[Start of section]

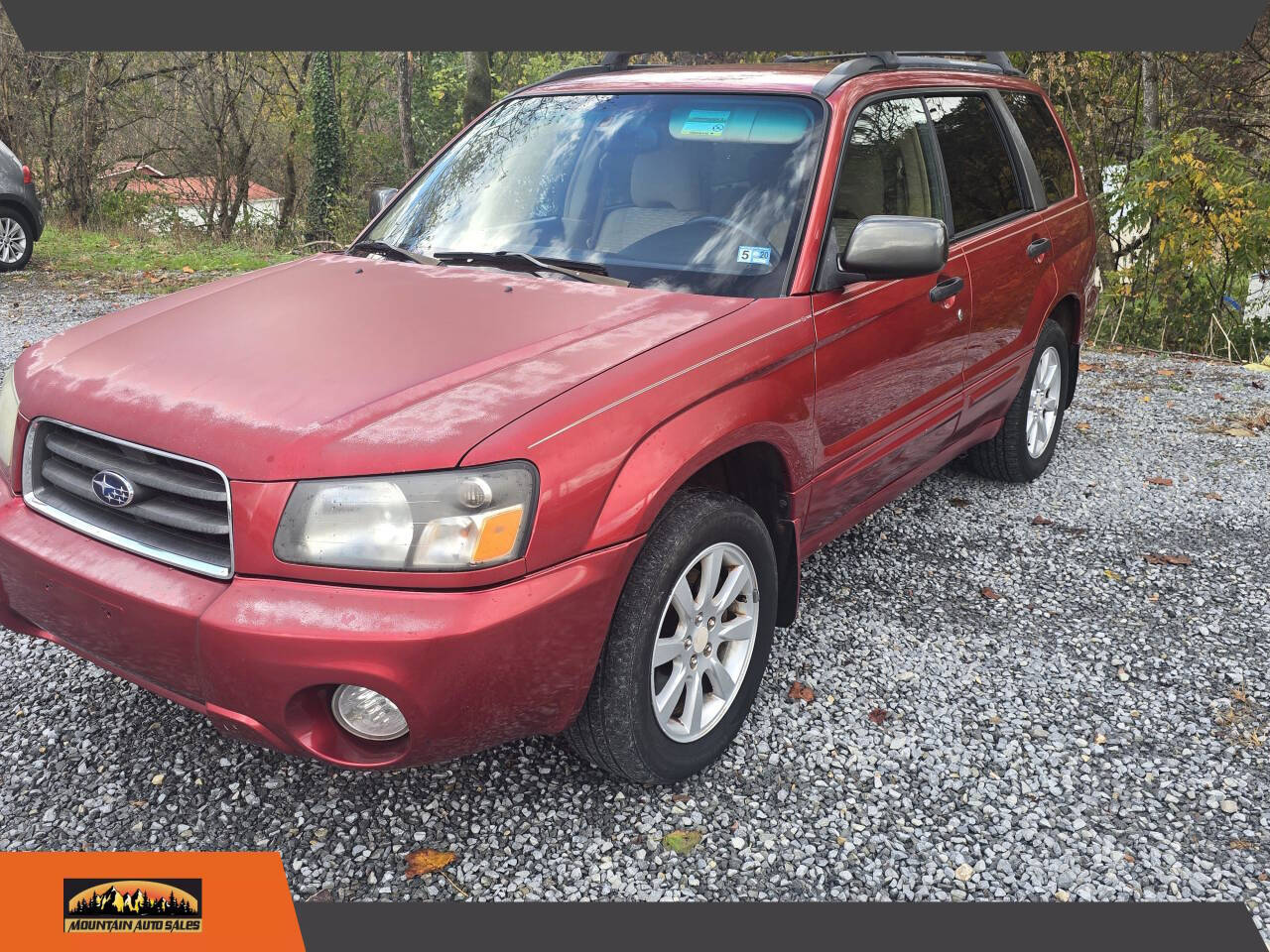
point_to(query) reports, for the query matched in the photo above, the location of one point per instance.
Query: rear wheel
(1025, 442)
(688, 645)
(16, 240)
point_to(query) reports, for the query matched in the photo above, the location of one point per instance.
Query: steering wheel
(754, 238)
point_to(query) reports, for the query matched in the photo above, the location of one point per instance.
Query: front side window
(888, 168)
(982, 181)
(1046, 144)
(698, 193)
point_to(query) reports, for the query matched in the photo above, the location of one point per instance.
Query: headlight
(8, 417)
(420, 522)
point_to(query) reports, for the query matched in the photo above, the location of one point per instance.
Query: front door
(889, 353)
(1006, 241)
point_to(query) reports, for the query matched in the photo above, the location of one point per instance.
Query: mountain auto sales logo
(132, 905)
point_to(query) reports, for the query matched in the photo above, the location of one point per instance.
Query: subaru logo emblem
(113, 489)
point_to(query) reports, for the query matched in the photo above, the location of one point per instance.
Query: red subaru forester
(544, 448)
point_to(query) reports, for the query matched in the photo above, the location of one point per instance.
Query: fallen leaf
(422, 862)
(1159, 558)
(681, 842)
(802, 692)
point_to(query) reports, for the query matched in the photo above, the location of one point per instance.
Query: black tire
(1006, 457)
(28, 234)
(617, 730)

[End of section]

[Task prompt]:
Go through the data and return every word of it verbatim, leaving out the pictures.

[Output for this task]:
point_to(query) reports, for the query matched in the photo above, the location of one point per instance.
Query: rear wheel
(1025, 442)
(688, 645)
(16, 240)
point_to(query) reports, for the query matched in the photo above, the location of one point per instance.
Query: steering wheel
(754, 238)
point_to(query) reports, for the query matched in the photo above, the location of one point per instance.
Query: front side window
(888, 168)
(982, 181)
(1046, 144)
(698, 193)
point_to(query) reports, for the query matched in the photo above, the location of one point per instance.
Query: headlight
(8, 417)
(420, 522)
point_to(query) reports, for the query matched in the photo above, the location of one point per instance.
Query: front door
(889, 353)
(1006, 241)
point_to(query) reports, for the query matched in the photo above, the location of one point per instance.
Query: mountain auto sales logo
(132, 905)
point_to(query) reports, for the query matched in the photo above, the location of one point per instance.
Query: subaru logo emblem
(113, 489)
point_to(query) reports, for the query matched in the photo above, the location of one point per instance.
Query: red subaru forester
(544, 448)
point_to(query) reports, for the query matched in the photo above, the location of one point per instance.
Query: fallen leaf
(422, 862)
(1159, 558)
(681, 842)
(802, 692)
point_to(query) reports, for the query matched in the photo above, the location of one point per instance.
Query: black tire
(1006, 457)
(28, 234)
(617, 730)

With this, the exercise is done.